(DATA SUPPLIED Opens)
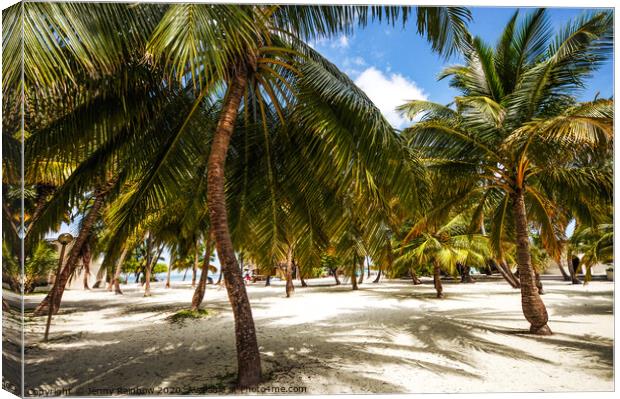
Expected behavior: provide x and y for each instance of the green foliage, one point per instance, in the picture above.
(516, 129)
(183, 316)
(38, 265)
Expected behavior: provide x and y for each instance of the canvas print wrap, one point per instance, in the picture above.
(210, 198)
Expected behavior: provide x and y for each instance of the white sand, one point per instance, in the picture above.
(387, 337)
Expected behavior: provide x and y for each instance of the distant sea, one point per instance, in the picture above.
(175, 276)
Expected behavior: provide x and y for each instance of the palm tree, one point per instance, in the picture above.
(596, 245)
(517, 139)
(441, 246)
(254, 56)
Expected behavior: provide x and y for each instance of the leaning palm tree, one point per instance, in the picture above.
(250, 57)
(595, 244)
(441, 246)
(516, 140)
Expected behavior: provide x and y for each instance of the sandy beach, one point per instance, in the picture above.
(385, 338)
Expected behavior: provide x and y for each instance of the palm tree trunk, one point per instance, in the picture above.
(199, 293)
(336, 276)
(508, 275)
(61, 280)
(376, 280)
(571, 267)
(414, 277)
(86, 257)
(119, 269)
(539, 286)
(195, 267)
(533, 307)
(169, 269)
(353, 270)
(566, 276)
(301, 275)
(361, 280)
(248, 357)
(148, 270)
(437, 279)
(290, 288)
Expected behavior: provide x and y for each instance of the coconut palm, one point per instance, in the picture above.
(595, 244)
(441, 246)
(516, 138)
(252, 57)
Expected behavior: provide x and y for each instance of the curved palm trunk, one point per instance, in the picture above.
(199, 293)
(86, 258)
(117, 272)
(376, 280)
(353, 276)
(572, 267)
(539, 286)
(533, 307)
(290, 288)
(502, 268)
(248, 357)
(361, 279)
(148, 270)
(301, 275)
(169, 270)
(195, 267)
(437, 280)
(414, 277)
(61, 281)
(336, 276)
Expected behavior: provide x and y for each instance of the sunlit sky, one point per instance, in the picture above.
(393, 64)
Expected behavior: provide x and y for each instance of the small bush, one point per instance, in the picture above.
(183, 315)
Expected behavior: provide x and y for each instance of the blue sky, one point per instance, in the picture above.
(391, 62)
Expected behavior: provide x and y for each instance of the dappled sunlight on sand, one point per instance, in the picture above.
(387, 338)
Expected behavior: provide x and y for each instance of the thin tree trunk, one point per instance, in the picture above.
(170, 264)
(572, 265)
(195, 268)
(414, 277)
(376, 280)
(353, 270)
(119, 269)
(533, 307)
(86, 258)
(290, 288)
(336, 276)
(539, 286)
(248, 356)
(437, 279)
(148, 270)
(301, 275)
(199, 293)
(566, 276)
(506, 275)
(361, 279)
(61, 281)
(DATA SUPPLIED Closes)
(DATA SUPPLIED Opens)
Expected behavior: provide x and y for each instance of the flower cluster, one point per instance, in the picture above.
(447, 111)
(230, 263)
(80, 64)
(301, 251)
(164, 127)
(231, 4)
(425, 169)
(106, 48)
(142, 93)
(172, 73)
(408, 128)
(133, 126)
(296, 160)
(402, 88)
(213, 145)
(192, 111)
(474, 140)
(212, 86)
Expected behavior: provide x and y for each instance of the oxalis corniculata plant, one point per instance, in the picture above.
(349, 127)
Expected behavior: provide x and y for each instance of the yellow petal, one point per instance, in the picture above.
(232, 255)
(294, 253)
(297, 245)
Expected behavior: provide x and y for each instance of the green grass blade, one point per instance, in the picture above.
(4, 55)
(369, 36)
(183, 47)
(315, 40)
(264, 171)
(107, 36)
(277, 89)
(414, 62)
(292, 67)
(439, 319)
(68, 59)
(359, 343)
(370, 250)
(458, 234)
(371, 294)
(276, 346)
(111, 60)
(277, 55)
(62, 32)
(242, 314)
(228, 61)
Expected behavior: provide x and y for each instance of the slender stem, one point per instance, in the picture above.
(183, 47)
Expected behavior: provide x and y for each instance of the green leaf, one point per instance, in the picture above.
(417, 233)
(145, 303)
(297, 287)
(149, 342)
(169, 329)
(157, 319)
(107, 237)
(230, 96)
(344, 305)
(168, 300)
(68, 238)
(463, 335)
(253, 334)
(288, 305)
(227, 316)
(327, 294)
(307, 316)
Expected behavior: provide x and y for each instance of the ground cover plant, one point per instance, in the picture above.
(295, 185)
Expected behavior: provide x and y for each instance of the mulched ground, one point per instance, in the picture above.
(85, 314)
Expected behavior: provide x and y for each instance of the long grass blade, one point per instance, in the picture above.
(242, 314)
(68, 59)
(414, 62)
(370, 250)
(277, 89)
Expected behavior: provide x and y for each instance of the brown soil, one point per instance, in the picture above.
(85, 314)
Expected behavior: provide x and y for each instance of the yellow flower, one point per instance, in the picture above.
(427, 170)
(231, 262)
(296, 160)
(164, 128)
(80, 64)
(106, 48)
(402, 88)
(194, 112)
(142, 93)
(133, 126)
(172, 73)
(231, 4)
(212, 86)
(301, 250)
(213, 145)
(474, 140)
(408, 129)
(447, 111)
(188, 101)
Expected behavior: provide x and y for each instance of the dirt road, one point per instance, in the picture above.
(DATA SUPPLIED Closes)
(DATA SUPPLIED Opens)
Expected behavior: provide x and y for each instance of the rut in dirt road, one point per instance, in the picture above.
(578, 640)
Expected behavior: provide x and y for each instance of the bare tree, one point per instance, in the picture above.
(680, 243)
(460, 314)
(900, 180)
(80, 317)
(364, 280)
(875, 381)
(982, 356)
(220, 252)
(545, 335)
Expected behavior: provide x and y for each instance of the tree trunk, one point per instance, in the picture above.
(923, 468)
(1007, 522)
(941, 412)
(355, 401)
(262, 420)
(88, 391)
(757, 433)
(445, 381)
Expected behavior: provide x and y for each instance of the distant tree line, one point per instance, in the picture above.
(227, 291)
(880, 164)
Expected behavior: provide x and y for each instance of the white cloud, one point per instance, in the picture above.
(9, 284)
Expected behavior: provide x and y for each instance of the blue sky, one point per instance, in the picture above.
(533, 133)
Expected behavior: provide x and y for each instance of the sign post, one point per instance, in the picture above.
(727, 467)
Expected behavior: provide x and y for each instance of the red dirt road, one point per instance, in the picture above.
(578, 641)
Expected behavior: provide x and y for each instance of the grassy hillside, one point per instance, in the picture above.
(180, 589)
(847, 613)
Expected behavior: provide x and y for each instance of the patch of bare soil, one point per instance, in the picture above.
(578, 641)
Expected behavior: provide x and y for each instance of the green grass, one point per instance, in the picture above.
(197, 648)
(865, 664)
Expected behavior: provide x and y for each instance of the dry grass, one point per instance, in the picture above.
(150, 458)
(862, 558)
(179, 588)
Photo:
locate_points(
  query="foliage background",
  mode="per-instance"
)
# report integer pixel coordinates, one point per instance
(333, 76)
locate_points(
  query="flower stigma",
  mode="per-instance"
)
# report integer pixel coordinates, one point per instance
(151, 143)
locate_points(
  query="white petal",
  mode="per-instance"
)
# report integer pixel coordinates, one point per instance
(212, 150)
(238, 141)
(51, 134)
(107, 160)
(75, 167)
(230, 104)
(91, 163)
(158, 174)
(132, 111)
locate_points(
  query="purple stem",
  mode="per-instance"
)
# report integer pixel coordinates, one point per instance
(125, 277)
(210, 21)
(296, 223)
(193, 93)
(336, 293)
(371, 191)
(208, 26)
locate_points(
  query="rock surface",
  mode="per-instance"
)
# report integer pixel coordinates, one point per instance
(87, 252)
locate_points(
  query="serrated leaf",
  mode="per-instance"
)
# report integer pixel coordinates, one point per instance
(DATA SUPPLIED Closes)
*WORK TASK*: Reproduce exactly the lines of the records above from the one with "of the brown" to the one with "of the dirt", both included, and leave out everything else.

*RESPONSE TO THIS TASK*:
Expected behavior: provide x and y for each instance of the brown soil, one point per instance, in the picture above.
(85, 314)
Expected behavior: provide x and y for each instance of the yellow flower, one point per instance, in the picture above.
(427, 170)
(231, 262)
(296, 160)
(164, 128)
(80, 64)
(106, 48)
(402, 88)
(194, 112)
(142, 93)
(133, 126)
(172, 73)
(231, 4)
(212, 86)
(301, 250)
(213, 145)
(474, 140)
(408, 129)
(447, 111)
(188, 101)
Expected behavior: provide x and y for each instance of the dirt road, one point per instance, in the picture above.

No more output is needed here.